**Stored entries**
+++

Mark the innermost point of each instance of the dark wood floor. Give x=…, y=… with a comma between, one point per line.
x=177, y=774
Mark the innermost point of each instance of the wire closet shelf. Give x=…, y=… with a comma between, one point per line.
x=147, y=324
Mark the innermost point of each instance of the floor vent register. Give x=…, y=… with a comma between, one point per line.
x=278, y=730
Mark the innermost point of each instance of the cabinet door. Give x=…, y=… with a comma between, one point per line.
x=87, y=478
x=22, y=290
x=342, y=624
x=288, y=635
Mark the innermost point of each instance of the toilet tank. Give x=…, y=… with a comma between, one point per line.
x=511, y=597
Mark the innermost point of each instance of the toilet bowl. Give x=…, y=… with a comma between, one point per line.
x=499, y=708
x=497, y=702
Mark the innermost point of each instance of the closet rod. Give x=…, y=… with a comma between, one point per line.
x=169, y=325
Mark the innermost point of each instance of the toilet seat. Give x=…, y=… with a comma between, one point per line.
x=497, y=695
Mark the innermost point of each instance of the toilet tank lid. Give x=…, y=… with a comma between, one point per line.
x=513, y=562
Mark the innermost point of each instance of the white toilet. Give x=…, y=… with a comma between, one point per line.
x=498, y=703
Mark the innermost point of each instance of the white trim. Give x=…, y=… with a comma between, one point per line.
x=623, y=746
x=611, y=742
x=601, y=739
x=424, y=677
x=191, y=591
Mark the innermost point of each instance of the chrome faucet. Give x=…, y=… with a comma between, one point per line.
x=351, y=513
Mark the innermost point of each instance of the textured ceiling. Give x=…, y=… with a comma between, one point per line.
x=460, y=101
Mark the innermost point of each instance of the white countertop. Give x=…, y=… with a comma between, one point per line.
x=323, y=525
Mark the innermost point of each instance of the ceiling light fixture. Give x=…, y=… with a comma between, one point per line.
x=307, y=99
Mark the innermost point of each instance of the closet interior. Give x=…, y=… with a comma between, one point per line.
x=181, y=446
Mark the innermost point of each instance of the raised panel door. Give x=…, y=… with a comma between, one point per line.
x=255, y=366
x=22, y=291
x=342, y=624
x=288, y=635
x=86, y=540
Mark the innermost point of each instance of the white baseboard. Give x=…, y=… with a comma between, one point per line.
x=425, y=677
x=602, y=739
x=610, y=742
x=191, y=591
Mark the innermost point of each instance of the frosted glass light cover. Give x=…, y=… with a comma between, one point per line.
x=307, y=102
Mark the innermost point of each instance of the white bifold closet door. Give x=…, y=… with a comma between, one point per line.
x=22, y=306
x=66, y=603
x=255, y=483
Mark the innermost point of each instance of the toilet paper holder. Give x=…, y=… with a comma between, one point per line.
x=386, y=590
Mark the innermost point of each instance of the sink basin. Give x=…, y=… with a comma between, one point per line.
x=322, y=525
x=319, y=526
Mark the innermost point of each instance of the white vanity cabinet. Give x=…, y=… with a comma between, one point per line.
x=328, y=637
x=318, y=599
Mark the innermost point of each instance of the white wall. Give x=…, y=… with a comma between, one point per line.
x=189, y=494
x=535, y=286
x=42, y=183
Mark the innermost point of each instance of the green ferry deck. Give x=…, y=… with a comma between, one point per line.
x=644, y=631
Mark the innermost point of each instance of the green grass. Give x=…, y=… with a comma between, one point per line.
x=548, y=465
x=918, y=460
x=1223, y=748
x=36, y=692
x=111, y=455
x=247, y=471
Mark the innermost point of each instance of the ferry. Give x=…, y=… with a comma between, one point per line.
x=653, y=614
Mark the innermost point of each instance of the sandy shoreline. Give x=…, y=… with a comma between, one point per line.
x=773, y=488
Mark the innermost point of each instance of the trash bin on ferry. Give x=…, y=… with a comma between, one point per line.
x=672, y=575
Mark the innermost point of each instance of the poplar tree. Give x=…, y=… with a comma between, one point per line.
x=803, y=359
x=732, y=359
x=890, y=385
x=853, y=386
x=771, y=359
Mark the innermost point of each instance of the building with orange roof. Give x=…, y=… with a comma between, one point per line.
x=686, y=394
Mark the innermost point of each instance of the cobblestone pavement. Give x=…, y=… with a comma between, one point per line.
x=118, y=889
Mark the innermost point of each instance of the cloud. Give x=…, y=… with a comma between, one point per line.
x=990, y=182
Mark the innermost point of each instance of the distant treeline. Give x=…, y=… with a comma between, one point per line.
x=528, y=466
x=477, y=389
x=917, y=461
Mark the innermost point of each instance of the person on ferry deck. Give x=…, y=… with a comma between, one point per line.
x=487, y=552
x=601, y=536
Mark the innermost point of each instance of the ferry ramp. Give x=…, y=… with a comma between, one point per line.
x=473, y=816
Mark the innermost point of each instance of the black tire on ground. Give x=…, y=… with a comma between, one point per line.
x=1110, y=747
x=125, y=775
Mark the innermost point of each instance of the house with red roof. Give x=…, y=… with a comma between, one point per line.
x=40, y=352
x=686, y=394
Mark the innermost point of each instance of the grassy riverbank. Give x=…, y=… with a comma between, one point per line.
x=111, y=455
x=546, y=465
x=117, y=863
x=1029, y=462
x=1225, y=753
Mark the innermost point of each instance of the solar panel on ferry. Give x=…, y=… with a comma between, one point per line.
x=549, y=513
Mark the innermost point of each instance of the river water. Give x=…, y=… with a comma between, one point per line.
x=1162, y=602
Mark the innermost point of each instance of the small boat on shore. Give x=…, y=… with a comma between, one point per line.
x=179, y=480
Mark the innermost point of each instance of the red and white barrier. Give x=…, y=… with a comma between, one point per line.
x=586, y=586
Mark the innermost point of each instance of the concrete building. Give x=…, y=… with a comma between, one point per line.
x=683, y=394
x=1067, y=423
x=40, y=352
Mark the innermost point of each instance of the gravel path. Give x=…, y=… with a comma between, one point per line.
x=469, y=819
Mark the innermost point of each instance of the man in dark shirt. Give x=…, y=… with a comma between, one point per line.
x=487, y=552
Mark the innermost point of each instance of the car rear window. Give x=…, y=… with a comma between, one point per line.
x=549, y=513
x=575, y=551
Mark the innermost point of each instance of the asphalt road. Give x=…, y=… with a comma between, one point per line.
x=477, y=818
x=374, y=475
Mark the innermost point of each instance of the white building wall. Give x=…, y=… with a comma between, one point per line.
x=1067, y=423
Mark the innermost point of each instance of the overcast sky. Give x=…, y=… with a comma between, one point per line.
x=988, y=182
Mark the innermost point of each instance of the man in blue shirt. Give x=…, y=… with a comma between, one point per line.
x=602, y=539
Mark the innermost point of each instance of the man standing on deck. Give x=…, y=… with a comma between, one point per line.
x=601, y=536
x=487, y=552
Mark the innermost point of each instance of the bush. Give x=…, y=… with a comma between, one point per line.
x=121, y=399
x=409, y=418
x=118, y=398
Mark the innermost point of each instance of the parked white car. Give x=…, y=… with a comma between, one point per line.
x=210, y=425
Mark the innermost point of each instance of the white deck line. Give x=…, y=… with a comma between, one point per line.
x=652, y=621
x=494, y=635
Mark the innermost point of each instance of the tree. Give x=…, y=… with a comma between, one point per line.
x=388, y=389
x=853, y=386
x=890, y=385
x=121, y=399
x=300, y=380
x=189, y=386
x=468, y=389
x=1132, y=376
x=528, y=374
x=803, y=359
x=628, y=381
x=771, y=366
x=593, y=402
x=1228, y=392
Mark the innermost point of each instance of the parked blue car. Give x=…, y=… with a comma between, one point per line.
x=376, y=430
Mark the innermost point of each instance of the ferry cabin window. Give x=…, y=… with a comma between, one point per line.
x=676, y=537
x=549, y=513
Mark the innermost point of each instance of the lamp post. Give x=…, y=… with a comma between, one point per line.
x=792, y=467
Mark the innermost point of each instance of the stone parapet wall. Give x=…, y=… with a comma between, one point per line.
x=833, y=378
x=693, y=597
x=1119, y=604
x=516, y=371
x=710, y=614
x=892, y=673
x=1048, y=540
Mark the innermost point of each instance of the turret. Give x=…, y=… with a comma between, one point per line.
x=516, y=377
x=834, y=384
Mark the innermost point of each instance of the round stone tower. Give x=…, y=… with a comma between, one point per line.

+++

**Task description**
Can you output the entries from the beginning through the line with "x=147, y=324" as a two-column CSV with the headers instruction and response, one row per entry, each field quoted and with line breaks replaced by spaces?

**Output for this task**
instruction,response
"Mark the innermost point of each instance of the dark wood floor. Give x=…, y=… with a comma between, one point per line.","x=177, y=774"
"Mark the innermost point of each instance of the wire closet shelf. Give x=…, y=… with a comma between, one point per line.","x=147, y=324"